** start Material provided **

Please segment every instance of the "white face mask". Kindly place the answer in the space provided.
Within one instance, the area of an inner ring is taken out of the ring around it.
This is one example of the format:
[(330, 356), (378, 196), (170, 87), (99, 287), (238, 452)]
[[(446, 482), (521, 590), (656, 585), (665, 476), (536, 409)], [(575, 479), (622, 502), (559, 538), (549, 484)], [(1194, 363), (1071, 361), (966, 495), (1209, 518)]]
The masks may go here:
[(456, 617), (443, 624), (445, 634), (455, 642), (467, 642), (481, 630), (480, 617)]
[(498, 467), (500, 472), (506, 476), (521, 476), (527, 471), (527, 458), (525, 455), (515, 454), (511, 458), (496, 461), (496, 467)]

** end Material provided **

◆ What is required ◆
Swap "white face mask" for "blue face mask" everywhere in the material above, and write it out again with nothing else altered.

◆ Reply ◆
Please segment every instance of the "blue face mask". Kindly place the answer in the space provided.
Within one instance, the area of an inner ring is taken out of the ring around it.
This is one example of the format:
[(330, 356), (378, 196), (170, 87), (99, 287), (238, 452)]
[[(446, 482), (521, 590), (656, 585), (665, 476), (536, 409)], [(575, 479), (622, 502), (559, 538), (549, 484)], [(1194, 363), (1071, 361), (966, 495), (1209, 518)]]
The masks may go here:
[(456, 617), (443, 624), (445, 634), (455, 642), (467, 642), (481, 630), (480, 617)]
[(498, 467), (500, 472), (506, 476), (521, 476), (527, 471), (527, 458), (525, 455), (515, 454), (511, 458), (496, 461), (496, 467)]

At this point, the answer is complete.